**TASK TO CARRY OUT:**
From the first line to the last, reproduce the records exactly.

(Records excerpted from a collection)

▬▬▬▬▬▬

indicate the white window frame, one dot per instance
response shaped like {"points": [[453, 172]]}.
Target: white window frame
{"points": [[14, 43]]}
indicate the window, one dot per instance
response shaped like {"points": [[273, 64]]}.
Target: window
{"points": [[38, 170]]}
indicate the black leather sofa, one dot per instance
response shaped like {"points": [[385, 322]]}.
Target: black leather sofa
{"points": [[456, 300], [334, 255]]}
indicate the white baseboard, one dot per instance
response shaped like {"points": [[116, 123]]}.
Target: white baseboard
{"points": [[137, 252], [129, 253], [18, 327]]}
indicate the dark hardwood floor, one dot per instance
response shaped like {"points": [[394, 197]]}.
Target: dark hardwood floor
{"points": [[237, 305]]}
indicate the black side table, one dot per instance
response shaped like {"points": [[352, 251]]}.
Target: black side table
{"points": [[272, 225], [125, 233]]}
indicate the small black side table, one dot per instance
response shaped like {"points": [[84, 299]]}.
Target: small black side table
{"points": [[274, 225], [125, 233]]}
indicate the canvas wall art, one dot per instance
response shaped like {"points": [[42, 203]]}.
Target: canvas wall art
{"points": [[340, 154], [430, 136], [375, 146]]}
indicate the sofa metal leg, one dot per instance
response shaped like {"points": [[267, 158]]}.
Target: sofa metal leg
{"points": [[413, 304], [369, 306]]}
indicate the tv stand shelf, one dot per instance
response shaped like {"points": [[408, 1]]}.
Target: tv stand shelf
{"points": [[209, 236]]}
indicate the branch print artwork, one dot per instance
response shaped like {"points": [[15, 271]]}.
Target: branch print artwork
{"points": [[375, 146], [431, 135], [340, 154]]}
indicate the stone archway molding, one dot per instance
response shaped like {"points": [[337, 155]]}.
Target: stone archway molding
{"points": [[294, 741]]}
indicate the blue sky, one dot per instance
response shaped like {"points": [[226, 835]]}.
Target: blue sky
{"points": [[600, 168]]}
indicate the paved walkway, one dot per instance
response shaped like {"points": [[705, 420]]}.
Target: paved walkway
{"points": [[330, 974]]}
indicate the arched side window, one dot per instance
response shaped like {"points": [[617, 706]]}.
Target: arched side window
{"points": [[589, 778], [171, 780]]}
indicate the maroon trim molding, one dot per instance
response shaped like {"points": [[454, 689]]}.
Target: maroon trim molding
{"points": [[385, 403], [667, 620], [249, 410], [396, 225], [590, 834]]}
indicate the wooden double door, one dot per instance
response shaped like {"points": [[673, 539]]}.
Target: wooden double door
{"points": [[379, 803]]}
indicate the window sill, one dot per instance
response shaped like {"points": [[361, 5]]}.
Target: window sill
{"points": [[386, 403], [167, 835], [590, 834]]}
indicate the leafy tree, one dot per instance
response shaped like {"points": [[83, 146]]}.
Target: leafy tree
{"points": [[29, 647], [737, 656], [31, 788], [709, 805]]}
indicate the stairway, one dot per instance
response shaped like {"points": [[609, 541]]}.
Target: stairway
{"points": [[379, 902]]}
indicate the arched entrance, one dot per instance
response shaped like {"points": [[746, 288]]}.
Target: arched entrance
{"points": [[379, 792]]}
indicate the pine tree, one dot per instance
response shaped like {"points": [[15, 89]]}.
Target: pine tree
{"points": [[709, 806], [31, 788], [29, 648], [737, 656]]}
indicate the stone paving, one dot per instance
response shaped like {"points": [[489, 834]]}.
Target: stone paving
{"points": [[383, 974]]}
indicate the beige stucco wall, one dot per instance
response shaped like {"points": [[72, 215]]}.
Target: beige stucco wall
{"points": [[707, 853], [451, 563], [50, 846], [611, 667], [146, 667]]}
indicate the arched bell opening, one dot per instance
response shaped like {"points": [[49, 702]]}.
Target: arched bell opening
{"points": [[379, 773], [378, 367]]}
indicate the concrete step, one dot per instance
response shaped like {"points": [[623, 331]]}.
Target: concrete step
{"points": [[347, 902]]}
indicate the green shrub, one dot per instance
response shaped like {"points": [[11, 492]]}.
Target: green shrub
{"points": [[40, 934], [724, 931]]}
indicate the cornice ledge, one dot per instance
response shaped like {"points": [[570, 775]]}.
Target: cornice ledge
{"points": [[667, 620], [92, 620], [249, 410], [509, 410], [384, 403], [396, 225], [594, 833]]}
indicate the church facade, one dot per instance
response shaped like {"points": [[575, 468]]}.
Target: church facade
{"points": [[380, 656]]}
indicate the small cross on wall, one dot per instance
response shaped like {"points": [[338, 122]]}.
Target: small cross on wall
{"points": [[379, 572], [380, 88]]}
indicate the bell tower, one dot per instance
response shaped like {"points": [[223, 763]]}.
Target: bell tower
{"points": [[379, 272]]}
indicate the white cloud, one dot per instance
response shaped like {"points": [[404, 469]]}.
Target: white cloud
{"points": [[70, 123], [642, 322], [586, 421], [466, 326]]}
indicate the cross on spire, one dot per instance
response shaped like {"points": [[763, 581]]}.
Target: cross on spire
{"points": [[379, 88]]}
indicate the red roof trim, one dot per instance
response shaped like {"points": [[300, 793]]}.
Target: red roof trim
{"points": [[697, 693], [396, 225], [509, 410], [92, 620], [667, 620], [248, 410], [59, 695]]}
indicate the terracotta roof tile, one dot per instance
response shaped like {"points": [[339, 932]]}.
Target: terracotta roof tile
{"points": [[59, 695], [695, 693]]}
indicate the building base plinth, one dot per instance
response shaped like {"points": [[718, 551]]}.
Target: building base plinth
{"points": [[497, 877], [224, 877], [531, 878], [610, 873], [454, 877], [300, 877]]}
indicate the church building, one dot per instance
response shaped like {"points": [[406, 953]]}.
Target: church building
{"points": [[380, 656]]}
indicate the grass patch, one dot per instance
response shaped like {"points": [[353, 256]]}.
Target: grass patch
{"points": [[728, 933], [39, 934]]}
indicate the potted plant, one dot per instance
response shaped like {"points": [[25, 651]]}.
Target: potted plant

▬▬▬▬▬▬

**EXPECTED ANSWER:**
indicate the white window frame, one dot per instance
response shaped like {"points": [[453, 172]]}.
Target: white window frame
{"points": [[14, 43]]}
indicate the window, one dot per instance
response shaped like {"points": [[273, 64]]}.
Target: window
{"points": [[38, 170]]}
indicate the black leather sofa, one dot per instance
response shaped like {"points": [[385, 322]]}.
Target: black leather sofa
{"points": [[456, 300], [334, 255]]}
indicate the white baseboard, one dot per instance
response shaped like {"points": [[116, 123]]}.
Target: white baseboard
{"points": [[137, 252], [129, 253], [18, 327]]}
indicate the dark hardwood floor, one dot per instance
response shaped like {"points": [[394, 197]]}.
Target: dark hardwood floor
{"points": [[237, 305]]}
indicate the black side table, one dot per instance
response shaped like {"points": [[352, 251]]}.
Target: black side table
{"points": [[272, 225], [125, 233]]}
indicate the small black side table, one dot per instance
response shaped like {"points": [[84, 299]]}.
Target: small black side table
{"points": [[274, 225], [125, 233]]}
indicate the canvas wall art, one dot per instance
response shaped like {"points": [[42, 203]]}.
Target: canvas wall art
{"points": [[340, 154], [430, 136], [375, 146]]}
indicate the sofa metal leg, one dot per instance
response shaped like {"points": [[267, 158]]}.
Target: sofa metal leg
{"points": [[413, 304], [369, 306]]}
indicate the tv stand shelf, one dot per instance
response shaped like {"points": [[408, 1]]}.
Target: tv stand shelf
{"points": [[209, 236]]}
indicate the branch print artwork, one dot per instance
response shaped like {"points": [[15, 271]]}.
Target: branch print artwork
{"points": [[375, 146], [431, 135], [340, 154]]}
indicate the stone archway molding, one dot per instance
response shaped like {"points": [[337, 155]]}.
Target: stone archway molding
{"points": [[294, 741]]}
indicate the blue sky, one dot per instance
response shaped like {"points": [[226, 835]]}.
Target: blue sky
{"points": [[600, 168]]}
indicate the paved walkway, one dot per instance
response shaped like {"points": [[705, 420]]}.
Target: paved walkway
{"points": [[330, 974]]}
indicate the arched side window, one dot per instance
response shaped like {"points": [[617, 706]]}.
Target: arched side window
{"points": [[589, 778], [171, 780]]}
indicate the maroon trim molding, one dot per instance
response shaped like {"points": [[454, 689]]}.
Target: maroon trim molding
{"points": [[385, 403], [667, 620], [249, 410], [396, 225], [590, 834]]}
indicate the wooden double door, one dot per instance
response shaped like {"points": [[673, 539]]}.
Target: wooden double door
{"points": [[379, 803]]}
indicate the window sill, one dot per instance
response shaped like {"points": [[361, 5]]}.
Target: window sill
{"points": [[386, 403], [167, 835], [590, 834]]}
indicate the leafy tree, one dot per instance
response shaped like {"points": [[83, 146]]}.
Target: leafy tree
{"points": [[29, 647], [737, 656], [31, 788], [709, 805]]}
indicate the stairway, one dot per instance
response shaped like {"points": [[609, 541]]}.
Target: stairway
{"points": [[379, 902]]}
indicate the arched entrance, one dot per instance
response shaped like {"points": [[746, 288]]}.
Target: arched entrance
{"points": [[379, 792]]}
indicate the pine tree, one dot per instance
response shaped like {"points": [[15, 89]]}.
Target: pine tree
{"points": [[709, 806], [31, 788], [29, 648], [737, 656]]}
indicate the stone paving, one dot per instance
response shaped like {"points": [[489, 834]]}.
Target: stone paving
{"points": [[383, 974]]}
indicate the beige stucco wall, one dot per instance
response shaped like {"points": [[72, 215]]}.
Target: beige stucco wall
{"points": [[707, 853], [451, 563], [50, 846], [611, 667], [146, 667]]}
indicate the arched bell opening, one dot per instance
response shaped like {"points": [[49, 702]]}.
Target: arched bell opening
{"points": [[379, 773], [378, 367]]}
indicate the concrete step, one dot per instance
response shaped like {"points": [[623, 331]]}.
Target: concrete step
{"points": [[347, 902]]}
indicate the green shrub, one dot per instance
response shaped like {"points": [[11, 492]]}.
Target: green shrub
{"points": [[40, 934], [724, 931]]}
indicate the cornice ledge, one dot per instance
response shaped like {"points": [[570, 775]]}.
Target: cornice ledge
{"points": [[667, 620], [92, 620], [249, 410], [509, 410], [384, 403], [396, 225], [594, 833]]}
indicate the church facade, one dot per instance
response shaped like {"points": [[575, 468]]}.
Target: church facade
{"points": [[380, 656]]}
indicate the small cross on wall, one dot per instance
response shaped like {"points": [[338, 122]]}.
Target: small cross on wall
{"points": [[379, 572], [380, 88]]}
indicate the bell tower, one dot per instance
response shaped like {"points": [[223, 763]]}.
Target: bell tower
{"points": [[379, 272]]}
indicate the white cloud, one dot per instance
response shaped like {"points": [[404, 469]]}.
Target: white cloud
{"points": [[70, 123], [642, 322], [586, 421], [466, 326]]}
indicate the cross on spire, one dot per instance
response shaped like {"points": [[763, 581]]}.
Target: cross on spire
{"points": [[379, 88]]}
indicate the red roof trim, one dot per instance
response shaped like {"points": [[300, 793]]}.
Target: red roof trim
{"points": [[697, 693], [396, 225], [509, 410], [92, 620], [667, 620], [248, 410], [59, 695]]}
indicate the terracotta roof tile, one dot per instance
response shaped like {"points": [[339, 932]]}.
Target: terracotta roof tile
{"points": [[59, 695], [695, 693]]}
indicate the building base plinth, one dot per instance
response shaped like {"points": [[718, 551]]}.
Target: building base plinth
{"points": [[497, 877], [224, 877], [531, 878], [610, 873], [454, 877], [300, 877]]}
indicate the church building, one dot per instance
response shaped like {"points": [[406, 953]]}.
Target: church building
{"points": [[380, 656]]}
indicate the grass patch, one dot per instance
response shaped like {"points": [[353, 256]]}.
Target: grass patch
{"points": [[728, 933], [39, 934]]}
indicate the potted plant, one dot per instance
response shaped like {"points": [[25, 651]]}.
Target: potted plant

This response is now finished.